WHAT IS BEING ASKED ▸ Pull out every line in the entries below that contains the string "brown", treating uppercase and lowercase letters as different.

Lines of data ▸
□ □ □ □

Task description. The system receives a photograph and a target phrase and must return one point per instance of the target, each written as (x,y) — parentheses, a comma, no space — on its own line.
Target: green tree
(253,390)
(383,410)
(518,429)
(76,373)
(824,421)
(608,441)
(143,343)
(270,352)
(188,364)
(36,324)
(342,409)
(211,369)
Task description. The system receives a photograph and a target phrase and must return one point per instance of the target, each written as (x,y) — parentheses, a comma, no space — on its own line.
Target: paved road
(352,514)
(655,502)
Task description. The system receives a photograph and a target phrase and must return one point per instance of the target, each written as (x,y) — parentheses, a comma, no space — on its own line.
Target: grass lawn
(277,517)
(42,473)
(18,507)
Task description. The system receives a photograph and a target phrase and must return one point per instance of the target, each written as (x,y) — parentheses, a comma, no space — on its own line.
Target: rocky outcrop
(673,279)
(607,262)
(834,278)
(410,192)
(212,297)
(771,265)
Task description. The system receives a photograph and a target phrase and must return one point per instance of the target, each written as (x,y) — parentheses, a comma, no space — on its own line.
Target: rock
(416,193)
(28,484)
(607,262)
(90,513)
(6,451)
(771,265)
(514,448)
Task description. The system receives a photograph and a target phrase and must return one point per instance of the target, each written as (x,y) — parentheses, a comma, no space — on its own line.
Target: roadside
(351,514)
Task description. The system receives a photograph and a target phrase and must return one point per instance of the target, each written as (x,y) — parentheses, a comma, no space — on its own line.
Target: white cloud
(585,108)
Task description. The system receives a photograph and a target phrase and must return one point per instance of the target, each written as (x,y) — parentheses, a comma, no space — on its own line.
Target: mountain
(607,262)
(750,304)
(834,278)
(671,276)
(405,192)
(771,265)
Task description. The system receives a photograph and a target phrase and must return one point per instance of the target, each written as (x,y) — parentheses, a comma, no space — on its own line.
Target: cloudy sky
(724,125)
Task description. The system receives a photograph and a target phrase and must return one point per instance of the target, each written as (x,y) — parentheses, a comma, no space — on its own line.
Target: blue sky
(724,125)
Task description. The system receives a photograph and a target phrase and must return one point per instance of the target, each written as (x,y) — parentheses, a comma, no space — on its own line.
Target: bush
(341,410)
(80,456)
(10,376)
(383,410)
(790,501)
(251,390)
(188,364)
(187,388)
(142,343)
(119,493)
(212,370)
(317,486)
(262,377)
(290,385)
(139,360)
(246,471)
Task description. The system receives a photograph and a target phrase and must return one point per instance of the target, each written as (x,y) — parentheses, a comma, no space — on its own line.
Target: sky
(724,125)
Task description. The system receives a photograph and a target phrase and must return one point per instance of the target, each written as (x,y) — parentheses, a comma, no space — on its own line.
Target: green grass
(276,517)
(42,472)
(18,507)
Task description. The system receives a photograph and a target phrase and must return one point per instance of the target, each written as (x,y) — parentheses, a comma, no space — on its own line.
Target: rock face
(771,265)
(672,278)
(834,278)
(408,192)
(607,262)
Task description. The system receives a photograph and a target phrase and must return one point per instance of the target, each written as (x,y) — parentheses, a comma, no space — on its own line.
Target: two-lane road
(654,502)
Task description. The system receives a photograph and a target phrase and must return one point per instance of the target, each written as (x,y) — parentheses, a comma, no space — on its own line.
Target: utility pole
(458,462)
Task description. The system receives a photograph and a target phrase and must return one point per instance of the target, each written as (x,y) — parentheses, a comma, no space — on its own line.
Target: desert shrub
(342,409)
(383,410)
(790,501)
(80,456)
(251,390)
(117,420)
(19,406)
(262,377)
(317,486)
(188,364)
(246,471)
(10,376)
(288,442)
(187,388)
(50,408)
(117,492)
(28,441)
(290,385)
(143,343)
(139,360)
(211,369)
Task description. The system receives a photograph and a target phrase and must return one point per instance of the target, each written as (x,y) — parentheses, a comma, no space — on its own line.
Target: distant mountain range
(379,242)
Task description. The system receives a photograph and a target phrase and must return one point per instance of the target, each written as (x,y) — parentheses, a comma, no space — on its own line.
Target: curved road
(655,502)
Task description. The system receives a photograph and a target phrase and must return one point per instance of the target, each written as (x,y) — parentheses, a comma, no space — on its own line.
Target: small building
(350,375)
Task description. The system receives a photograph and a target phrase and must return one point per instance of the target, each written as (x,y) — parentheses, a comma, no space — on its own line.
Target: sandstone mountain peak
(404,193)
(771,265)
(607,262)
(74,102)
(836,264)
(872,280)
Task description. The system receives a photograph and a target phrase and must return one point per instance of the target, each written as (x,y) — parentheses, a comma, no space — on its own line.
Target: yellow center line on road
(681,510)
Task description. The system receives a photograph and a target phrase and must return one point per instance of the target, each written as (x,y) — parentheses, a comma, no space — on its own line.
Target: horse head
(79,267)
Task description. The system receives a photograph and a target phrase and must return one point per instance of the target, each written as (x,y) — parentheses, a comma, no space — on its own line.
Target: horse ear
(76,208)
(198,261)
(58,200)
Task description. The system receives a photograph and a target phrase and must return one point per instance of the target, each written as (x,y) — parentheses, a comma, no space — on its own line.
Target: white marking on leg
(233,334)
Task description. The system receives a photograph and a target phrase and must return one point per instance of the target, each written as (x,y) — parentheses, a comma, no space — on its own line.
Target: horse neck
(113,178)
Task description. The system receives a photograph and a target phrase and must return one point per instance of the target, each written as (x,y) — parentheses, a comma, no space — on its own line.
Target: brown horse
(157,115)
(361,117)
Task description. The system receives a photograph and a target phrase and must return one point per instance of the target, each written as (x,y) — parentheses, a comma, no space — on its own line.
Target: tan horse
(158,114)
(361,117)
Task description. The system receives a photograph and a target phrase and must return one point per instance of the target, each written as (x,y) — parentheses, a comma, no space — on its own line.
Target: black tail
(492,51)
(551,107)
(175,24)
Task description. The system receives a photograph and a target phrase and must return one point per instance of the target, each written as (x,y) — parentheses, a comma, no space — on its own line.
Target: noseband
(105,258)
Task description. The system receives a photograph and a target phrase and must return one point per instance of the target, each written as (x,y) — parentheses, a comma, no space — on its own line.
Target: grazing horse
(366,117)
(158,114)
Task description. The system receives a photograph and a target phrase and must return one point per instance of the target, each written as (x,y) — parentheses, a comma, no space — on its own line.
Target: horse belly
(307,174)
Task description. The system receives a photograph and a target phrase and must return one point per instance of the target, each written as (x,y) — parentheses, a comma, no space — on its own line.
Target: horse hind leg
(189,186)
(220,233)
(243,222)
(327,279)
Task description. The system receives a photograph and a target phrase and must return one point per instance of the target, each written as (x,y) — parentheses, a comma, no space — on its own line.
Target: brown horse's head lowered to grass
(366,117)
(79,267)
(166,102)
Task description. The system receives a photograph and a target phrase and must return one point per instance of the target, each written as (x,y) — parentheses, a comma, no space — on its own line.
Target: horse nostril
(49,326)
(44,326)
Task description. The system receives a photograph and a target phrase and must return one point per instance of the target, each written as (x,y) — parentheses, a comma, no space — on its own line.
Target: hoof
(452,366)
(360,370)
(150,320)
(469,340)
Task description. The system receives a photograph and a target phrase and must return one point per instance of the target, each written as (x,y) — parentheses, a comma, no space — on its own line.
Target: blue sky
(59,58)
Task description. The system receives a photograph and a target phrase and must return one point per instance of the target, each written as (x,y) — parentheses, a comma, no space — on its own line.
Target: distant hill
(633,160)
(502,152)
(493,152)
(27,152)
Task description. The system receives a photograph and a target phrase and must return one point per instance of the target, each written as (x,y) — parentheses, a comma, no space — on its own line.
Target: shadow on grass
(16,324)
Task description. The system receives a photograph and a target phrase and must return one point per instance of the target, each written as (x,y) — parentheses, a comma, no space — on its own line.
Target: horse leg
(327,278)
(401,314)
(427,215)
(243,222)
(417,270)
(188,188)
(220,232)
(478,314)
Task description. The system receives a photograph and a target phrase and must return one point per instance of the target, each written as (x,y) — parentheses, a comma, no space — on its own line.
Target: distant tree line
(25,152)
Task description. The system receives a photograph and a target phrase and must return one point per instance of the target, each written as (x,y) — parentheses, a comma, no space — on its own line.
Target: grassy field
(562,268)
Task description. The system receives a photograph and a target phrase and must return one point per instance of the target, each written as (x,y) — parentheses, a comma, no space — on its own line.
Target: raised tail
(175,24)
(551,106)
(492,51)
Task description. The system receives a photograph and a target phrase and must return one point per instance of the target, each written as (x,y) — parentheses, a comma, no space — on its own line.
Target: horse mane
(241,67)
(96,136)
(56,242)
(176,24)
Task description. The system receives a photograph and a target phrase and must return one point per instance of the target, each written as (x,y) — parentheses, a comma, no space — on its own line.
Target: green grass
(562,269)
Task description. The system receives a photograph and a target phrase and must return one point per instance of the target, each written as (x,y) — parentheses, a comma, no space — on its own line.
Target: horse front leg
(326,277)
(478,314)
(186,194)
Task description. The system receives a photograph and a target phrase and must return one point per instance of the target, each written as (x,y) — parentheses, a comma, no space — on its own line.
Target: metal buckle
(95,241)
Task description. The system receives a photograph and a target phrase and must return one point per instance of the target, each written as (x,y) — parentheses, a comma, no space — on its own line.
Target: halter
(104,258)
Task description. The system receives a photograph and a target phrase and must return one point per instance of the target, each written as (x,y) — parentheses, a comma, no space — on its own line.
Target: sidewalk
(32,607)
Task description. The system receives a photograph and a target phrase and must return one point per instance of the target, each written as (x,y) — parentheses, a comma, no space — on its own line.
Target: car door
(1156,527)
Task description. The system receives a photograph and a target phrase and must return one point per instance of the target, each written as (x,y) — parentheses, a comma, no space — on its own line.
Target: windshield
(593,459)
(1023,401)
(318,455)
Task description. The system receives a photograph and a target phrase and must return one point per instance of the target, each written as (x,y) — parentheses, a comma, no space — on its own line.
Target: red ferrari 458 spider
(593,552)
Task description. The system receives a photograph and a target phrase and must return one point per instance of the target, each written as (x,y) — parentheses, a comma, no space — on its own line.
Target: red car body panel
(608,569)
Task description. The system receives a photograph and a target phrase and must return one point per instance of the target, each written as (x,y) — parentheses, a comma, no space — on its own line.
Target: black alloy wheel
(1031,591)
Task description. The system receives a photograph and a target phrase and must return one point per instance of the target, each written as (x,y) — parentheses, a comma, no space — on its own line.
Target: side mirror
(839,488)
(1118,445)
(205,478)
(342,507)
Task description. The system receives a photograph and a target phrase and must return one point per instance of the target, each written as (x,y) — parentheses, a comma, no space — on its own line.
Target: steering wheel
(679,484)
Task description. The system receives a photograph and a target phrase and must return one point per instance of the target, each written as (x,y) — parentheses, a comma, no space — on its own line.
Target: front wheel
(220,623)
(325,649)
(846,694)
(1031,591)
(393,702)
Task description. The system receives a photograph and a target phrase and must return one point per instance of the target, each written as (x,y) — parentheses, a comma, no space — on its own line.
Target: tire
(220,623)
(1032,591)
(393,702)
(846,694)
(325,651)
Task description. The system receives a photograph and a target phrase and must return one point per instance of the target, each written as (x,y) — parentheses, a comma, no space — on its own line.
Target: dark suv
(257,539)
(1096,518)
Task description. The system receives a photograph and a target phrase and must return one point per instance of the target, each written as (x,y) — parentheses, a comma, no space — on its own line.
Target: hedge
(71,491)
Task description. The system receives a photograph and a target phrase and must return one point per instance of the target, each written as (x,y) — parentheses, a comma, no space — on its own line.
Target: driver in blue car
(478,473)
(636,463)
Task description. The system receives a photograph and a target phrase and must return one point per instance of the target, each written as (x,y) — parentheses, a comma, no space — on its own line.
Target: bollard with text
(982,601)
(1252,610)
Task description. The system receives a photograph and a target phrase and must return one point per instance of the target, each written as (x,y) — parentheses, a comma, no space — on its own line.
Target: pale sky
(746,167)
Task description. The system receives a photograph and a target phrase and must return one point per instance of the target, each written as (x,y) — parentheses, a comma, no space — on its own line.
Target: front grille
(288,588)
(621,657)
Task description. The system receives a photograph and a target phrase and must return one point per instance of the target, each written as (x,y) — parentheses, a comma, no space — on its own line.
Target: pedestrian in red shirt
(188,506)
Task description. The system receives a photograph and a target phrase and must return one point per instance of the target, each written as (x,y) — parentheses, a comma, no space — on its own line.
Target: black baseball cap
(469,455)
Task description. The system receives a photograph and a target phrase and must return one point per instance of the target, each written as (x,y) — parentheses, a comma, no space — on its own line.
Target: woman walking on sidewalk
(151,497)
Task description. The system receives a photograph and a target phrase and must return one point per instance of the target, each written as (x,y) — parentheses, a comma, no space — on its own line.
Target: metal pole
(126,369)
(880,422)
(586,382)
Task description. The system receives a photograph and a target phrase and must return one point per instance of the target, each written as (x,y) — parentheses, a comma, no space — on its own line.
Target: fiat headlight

□ □ □ □

ANSWER ▸
Target: brown horse
Target: brown horse's head lowered to grass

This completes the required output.